Copy out each line exactly as it appears.

Dataset records about object locations =
###
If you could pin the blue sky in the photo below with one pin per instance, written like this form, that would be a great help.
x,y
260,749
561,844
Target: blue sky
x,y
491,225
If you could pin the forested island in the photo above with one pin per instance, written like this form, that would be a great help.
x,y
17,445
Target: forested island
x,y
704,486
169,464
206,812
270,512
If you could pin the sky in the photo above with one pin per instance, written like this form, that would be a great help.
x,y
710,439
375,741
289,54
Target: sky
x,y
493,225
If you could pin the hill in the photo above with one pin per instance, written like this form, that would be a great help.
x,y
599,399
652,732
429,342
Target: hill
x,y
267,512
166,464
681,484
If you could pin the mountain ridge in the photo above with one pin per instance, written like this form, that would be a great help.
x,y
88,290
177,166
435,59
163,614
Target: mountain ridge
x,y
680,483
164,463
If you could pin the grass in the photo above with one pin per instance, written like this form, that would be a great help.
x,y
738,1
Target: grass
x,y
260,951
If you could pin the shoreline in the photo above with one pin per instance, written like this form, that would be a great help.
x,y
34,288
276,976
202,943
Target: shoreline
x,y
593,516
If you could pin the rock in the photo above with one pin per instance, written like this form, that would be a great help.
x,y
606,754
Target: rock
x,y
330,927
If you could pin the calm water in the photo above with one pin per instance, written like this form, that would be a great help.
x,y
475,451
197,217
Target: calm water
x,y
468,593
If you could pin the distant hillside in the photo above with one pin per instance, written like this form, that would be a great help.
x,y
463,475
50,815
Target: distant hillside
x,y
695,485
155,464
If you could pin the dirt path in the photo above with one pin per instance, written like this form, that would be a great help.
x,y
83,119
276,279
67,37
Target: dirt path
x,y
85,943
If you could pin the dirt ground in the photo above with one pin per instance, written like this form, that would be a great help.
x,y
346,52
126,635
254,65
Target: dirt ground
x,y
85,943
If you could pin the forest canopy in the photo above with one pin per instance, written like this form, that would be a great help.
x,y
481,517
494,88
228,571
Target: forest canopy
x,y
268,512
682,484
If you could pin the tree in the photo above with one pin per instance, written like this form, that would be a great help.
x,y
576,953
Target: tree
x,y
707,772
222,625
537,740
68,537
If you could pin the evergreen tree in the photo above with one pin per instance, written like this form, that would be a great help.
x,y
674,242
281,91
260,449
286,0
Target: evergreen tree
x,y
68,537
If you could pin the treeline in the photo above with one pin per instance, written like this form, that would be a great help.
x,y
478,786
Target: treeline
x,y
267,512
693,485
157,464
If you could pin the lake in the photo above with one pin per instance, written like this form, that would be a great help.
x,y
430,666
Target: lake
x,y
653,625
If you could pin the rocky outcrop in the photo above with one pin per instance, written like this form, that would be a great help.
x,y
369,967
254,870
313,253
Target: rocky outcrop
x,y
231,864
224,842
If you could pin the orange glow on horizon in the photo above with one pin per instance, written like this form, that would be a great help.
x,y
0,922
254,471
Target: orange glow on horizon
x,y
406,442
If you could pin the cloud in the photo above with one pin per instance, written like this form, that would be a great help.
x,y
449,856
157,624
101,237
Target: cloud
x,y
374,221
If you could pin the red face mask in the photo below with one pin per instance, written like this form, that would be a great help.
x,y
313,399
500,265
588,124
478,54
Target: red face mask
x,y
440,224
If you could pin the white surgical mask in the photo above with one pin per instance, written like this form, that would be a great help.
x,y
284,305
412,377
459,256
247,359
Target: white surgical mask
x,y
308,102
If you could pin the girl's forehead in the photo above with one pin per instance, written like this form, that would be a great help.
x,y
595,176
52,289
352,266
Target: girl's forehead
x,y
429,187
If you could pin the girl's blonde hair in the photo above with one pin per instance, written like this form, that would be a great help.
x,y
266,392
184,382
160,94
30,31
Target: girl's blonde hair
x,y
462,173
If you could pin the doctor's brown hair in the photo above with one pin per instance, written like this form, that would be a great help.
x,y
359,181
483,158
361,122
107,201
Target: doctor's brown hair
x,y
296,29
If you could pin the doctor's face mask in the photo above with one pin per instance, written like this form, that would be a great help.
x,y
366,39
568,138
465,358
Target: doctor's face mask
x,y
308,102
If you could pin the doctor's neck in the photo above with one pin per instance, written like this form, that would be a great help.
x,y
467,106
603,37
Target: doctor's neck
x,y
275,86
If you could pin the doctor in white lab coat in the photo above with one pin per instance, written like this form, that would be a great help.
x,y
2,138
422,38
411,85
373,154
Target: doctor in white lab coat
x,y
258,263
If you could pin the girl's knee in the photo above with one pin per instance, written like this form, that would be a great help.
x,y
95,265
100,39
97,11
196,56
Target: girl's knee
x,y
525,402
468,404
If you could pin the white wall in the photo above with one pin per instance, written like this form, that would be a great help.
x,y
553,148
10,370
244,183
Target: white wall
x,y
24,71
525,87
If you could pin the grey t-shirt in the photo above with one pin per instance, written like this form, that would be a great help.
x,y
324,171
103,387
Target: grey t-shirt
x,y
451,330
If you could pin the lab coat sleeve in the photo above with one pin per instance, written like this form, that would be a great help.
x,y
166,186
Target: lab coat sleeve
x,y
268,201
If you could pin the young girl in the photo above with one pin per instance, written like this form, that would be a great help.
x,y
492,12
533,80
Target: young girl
###
Complete response =
If you could pin the blue sky in the photo below with one pin per instance, written like this form, that would be a great help.
x,y
260,749
561,844
Target: blue sky
x,y
491,225
If you could pin the forested island in the photo above with one pin per instance, written like this form, that would be a great help.
x,y
17,445
Target: forested island
x,y
704,486
169,464
206,812
270,512
If you could pin the sky in the photo above with one pin per instance, written like this form, that would be a great help.
x,y
710,439
375,741
289,54
Target: sky
x,y
493,225
If you could pin the hill in the photo above with one pin per instance, written like this form, that would be a great help.
x,y
599,399
652,732
429,342
Target: hill
x,y
267,512
166,464
681,484
If you could pin the mountain ridge in the photo above with one pin per instance, written like this form, that would be a great help.
x,y
88,290
177,166
435,59
163,614
Target: mountain ridge
x,y
680,483
164,463
If you could pin the grass in the photo above with one pin per instance, written like this form, that would be a great help.
x,y
738,1
Target: grass
x,y
260,951
If you could pin the shoreline in the photo above with one pin per instance, written like this form, that would be a great help.
x,y
34,288
276,976
202,943
Target: shoreline
x,y
593,516
If you could pin the rock in the photo above with one pin per instance, written like this form, that would be a great help.
x,y
606,754
Target: rock
x,y
330,927
If you could pin the calm water in the photo above with one pin per instance, written like this form, that would be a great help.
x,y
475,451
197,217
Target: calm water
x,y
468,593
If you could pin the distant hillside in the photo above with one pin per instance, written like this form, that would be a great help.
x,y
463,475
50,815
Target: distant hillside
x,y
695,485
155,464
If you could pin the dirt path in the photo above with one pin per instance, written like this form, that would be a great help.
x,y
83,119
276,279
67,37
Target: dirt path
x,y
85,943
If you could pin the dirt ground in the photo above with one pin per instance, written like this form, that would be a great help.
x,y
346,52
126,635
254,65
Target: dirt ground
x,y
85,943
If you could pin the forest canopy in the photo above with one pin per instance, written like this form, that would be a great help.
x,y
481,517
494,88
228,571
Target: forest canopy
x,y
268,512
682,484
If you could pin the tree in the photo above with one pin per instance, written like this form, that would be a great help.
x,y
576,953
Target: tree
x,y
707,772
222,625
537,740
68,537
If you could pin the evergreen tree in the photo above with one pin per instance, written like this form, that would be a great help.
x,y
674,242
281,91
260,449
286,0
Target: evergreen tree
x,y
68,537
If you could pin the treeline in the photo above with one pin per instance, written like this form, that would be a great help.
x,y
478,786
Target: treeline
x,y
267,512
693,485
157,464
If you could pin the lake in the photo above with one pin per instance, written like this form, that would be a great help.
x,y
430,666
Target: lake
x,y
653,625
If you could pin the rocky outcrop in the photo above with one pin per instance, written like this form, that would be a great help.
x,y
369,967
254,870
313,253
Target: rocky outcrop
x,y
231,864
224,842
If you could pin the orange glow on horizon in the photo above with one pin per instance, written like this form, that would be a great help.
x,y
0,922
254,471
Target: orange glow on horizon
x,y
406,442
If you could pin the cloud in the photo above with one pin per instance, written like this form, that would be a great help.
x,y
449,856
157,624
101,237
Target: cloud
x,y
374,221
If you could pin the red face mask in the photo below with one pin per instance, written like this form, that would be a great help.
x,y
313,399
500,265
588,124
478,54
Target: red face mask
x,y
440,224
If you could pin the white surgical mask in the photo above with one pin per instance, written like this form, that would be a great help.
x,y
284,305
412,377
459,256
247,359
Target: white surgical mask
x,y
308,102
If you could pin the girl's forehead in the photo above with one pin per instance, written like this form, that would be a great help.
x,y
595,176
52,289
352,266
Target: girl's forehead
x,y
429,187
If you could pin the girl's blonde hair in the photo above with one pin per instance, written like this form, that would be a great help.
x,y
266,392
184,382
160,94
30,31
Target: girl's blonde hair
x,y
462,173
If you could pin the doctor's brown hair in the photo above with one pin per instance, written like this form, that would be a great help.
x,y
359,181
483,158
361,122
107,201
Target: doctor's brown hair
x,y
296,29
If you could pin the doctor's face mask in the photo above with one pin per instance, written like this form, that would be a great help.
x,y
366,39
568,138
465,358
Target: doctor's face mask
x,y
308,102
If you could pin the doctor's neck in the photo above with one pin per instance, written like this form, that would be a great help.
x,y
467,106
603,37
Target: doctor's neck
x,y
275,86
If you could pin the doctor in white lab coat in the photo above with one pin per instance, written like this form, that would be a great help.
x,y
2,138
422,38
411,85
373,154
Target: doctor in white lab coat
x,y
258,263
If you could pin the girl's knee in the photo above with one pin per instance, written like this form, that would be a great help.
x,y
95,265
100,39
97,11
196,56
Target: girl's knee
x,y
525,402
468,404
If you could pin the white wall in the photo above with one pin per instance, written like this form, that would be a great help.
x,y
553,148
10,370
244,183
Target: white wall
x,y
24,71
525,87
If you could pin the grey t-shirt in the photo above with one pin per instance, written like this form, that would be a great help.
x,y
324,171
103,387
Target: grey t-shirt
x,y
451,330
If you could pin the lab coat sleeve in the photo above with one pin per instance, written like this form, that would be a great help.
x,y
166,186
Target: lab coat sleeve
x,y
268,201
If you could pin the young girl in the photo above with one pin per instance, written like this form, that would be a great help.
x,y
492,12
533,80
Target: young girl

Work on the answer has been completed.